- **WORK INSTRUCTIONS**
What is needed is an exact repeat of the lines from the line containing "car in the photo above." through the final line of the entries below, and nothing else.

Photo object pointing records
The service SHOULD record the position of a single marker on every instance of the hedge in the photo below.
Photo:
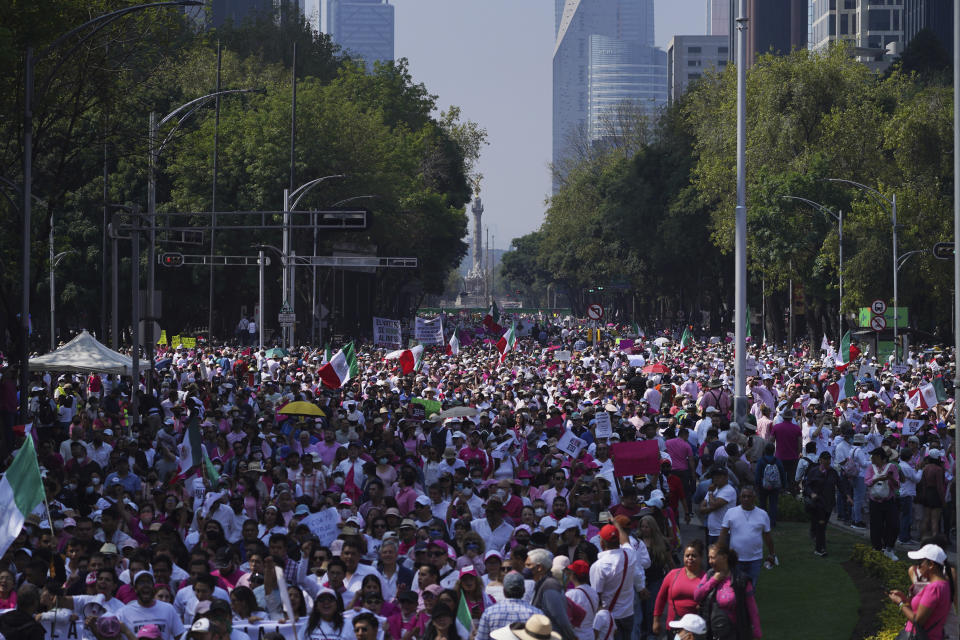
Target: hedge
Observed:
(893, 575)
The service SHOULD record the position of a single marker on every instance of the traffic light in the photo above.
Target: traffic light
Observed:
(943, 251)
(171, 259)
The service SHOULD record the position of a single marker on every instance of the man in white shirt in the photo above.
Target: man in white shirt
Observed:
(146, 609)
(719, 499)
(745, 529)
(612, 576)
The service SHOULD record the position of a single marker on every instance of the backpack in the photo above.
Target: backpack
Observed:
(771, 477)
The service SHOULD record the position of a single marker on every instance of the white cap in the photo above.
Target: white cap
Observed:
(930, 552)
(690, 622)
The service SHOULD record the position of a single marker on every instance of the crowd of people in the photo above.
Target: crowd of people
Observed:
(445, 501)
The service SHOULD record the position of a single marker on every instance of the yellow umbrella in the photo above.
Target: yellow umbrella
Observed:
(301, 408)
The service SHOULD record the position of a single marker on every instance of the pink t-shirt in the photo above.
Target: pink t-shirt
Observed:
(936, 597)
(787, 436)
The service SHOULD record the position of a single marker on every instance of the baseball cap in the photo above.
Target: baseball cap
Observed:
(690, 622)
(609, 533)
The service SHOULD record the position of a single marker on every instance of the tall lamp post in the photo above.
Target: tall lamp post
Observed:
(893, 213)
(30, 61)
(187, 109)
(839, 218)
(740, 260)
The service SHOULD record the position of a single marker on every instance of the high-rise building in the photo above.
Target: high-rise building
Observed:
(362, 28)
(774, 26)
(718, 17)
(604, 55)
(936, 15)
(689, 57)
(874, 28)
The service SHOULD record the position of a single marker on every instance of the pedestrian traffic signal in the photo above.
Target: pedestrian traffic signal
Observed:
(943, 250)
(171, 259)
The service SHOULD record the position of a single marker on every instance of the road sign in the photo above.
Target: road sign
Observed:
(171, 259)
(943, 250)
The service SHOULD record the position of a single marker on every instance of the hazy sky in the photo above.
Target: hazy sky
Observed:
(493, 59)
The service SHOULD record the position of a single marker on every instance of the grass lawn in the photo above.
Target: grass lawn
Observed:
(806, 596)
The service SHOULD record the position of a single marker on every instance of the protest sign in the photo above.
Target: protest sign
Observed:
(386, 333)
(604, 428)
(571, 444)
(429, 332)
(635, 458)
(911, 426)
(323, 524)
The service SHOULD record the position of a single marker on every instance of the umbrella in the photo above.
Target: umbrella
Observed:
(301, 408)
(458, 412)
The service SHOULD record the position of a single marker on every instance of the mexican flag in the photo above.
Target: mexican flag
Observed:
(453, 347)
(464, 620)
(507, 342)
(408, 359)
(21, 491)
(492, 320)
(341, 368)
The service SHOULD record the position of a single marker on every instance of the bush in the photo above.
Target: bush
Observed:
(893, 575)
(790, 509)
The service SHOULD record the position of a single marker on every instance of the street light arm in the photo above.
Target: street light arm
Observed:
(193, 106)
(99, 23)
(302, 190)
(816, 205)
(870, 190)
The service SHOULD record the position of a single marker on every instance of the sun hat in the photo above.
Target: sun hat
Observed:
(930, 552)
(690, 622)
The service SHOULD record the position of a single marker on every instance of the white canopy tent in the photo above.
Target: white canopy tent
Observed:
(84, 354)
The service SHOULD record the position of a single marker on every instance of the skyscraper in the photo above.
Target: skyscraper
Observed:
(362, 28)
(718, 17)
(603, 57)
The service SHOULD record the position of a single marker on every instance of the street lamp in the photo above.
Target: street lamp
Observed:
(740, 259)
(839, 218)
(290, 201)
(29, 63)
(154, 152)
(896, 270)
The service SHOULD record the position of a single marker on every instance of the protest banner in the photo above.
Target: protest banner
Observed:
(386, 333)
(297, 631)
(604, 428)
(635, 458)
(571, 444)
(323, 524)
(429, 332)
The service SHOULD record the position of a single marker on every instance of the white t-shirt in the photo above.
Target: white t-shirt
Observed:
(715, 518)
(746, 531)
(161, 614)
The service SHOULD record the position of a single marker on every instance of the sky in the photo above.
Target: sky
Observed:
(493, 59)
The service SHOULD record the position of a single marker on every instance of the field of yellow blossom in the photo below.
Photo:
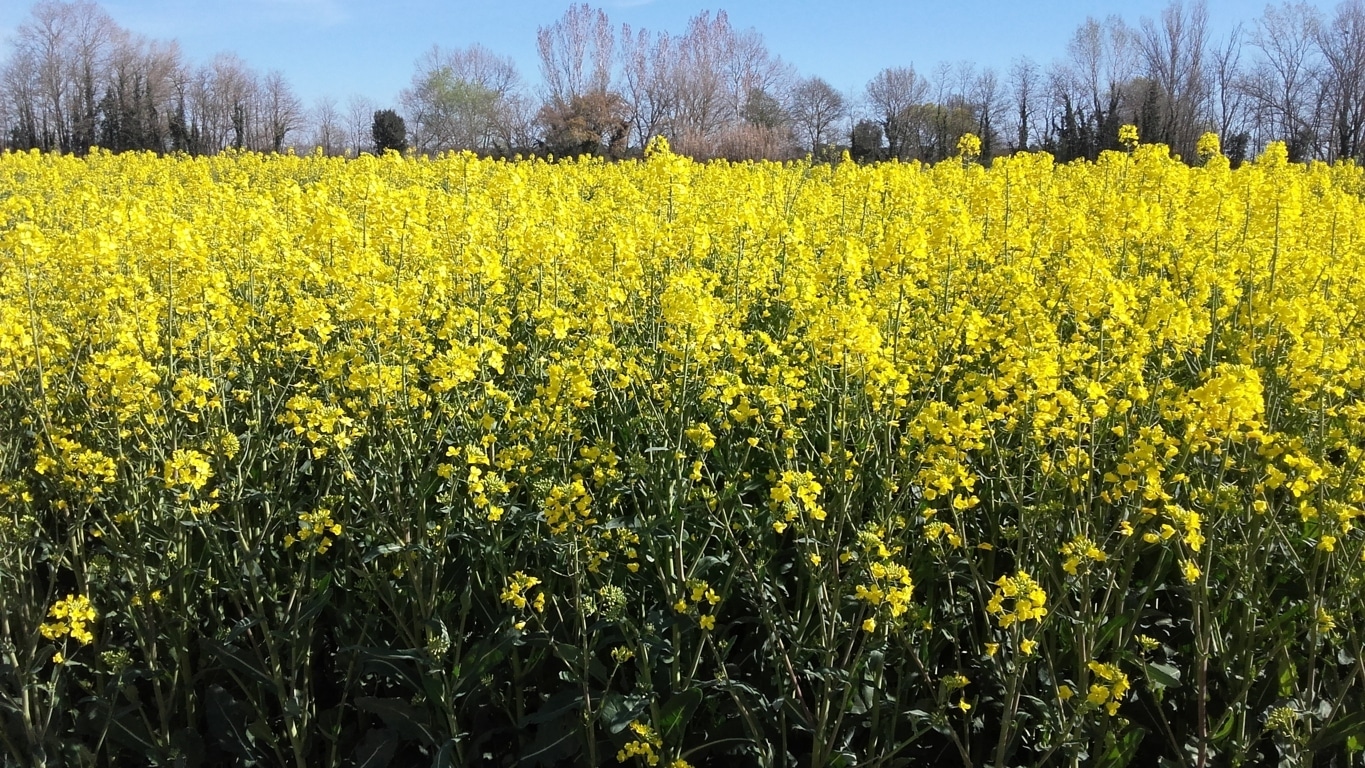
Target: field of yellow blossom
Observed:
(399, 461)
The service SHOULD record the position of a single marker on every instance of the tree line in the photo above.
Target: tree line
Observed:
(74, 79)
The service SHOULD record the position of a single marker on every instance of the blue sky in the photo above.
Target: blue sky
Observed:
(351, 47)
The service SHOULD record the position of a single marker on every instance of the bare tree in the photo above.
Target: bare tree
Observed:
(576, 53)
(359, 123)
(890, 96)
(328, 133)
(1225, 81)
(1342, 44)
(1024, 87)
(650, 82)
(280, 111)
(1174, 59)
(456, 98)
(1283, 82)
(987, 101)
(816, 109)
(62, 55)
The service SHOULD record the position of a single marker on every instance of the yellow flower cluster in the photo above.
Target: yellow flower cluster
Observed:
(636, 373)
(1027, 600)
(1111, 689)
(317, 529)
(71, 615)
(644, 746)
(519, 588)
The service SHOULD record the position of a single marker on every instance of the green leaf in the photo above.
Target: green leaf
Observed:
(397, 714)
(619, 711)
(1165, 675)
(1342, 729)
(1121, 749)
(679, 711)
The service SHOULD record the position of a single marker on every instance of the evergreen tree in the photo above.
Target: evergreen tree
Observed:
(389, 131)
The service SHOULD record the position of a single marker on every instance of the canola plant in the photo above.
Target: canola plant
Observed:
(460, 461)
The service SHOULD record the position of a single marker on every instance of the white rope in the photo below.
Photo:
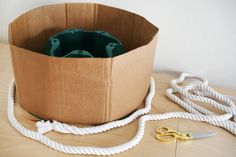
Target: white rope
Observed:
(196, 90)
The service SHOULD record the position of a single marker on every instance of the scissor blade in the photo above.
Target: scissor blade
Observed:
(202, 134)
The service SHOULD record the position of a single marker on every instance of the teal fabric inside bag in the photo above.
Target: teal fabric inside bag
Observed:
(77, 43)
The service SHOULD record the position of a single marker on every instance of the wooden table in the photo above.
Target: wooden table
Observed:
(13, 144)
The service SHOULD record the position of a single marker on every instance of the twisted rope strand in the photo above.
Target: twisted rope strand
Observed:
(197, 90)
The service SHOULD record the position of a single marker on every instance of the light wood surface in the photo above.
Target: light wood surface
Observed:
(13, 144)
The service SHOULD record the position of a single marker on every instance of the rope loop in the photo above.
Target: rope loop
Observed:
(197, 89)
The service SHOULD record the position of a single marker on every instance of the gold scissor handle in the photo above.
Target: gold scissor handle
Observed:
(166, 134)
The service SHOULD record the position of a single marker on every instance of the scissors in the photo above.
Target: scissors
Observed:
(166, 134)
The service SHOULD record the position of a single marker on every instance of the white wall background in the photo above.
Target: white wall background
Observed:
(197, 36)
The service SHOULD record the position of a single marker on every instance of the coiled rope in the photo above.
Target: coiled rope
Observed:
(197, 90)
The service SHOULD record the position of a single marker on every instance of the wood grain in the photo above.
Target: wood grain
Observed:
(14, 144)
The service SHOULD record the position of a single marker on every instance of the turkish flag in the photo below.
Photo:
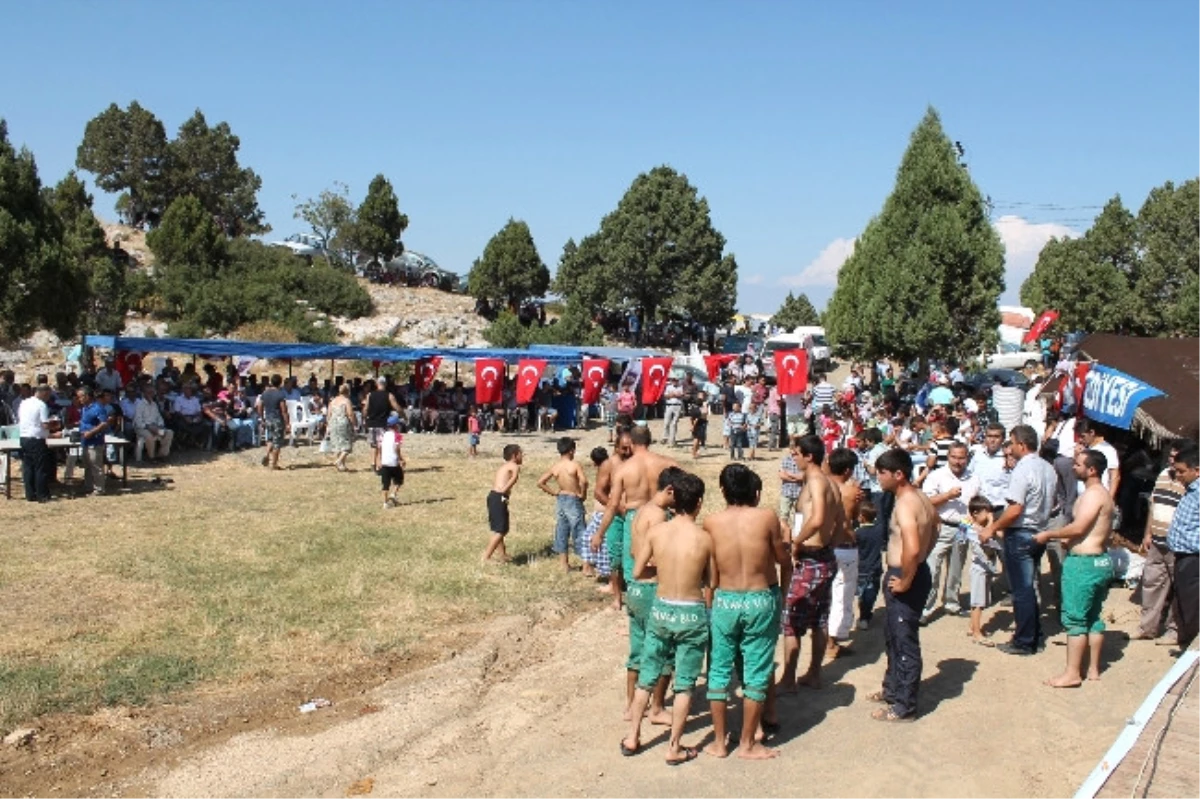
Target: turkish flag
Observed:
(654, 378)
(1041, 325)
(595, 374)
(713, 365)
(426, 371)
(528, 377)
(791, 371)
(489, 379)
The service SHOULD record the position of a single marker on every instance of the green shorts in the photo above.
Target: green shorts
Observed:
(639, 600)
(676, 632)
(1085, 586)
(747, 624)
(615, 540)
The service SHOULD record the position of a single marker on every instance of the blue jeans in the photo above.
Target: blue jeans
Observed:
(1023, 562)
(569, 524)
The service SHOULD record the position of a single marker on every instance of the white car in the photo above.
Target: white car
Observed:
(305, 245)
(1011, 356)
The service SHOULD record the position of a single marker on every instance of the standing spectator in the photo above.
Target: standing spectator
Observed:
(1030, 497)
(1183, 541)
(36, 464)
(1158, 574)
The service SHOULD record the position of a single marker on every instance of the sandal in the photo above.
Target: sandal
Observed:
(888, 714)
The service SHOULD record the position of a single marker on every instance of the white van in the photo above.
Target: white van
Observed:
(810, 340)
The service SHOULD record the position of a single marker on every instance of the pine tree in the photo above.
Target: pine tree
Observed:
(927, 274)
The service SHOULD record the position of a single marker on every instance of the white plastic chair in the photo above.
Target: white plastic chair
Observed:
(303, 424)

- **SOLUTION TO THE EXERCISE**
The service SHOULD record the position of a single marker on every instance of the white car in the photo above.
Target: white car
Observed:
(305, 245)
(1011, 356)
The service SHOULD record the position of a single marker on every instance of the standing spectator in the photo above.
Target: standing spectator
Observed:
(1030, 497)
(1183, 541)
(36, 464)
(1158, 574)
The service SHOULD record the position of a single marker on every instance of the sandal in the photo above.
Target: sandal
Observed:
(888, 714)
The service SHOULD record the position of a single marker on every instance of the white van in the photo above.
Target: white van
Observed:
(810, 340)
The service SHOULD record the position of a single marker on every instance of the pine tree in the photo above.
Target: pine tree
Observed:
(927, 274)
The service SHOULD record the position of a single marker on every instance of the white plastic chair in the photo above.
Target: white plastic chair
Observed:
(303, 424)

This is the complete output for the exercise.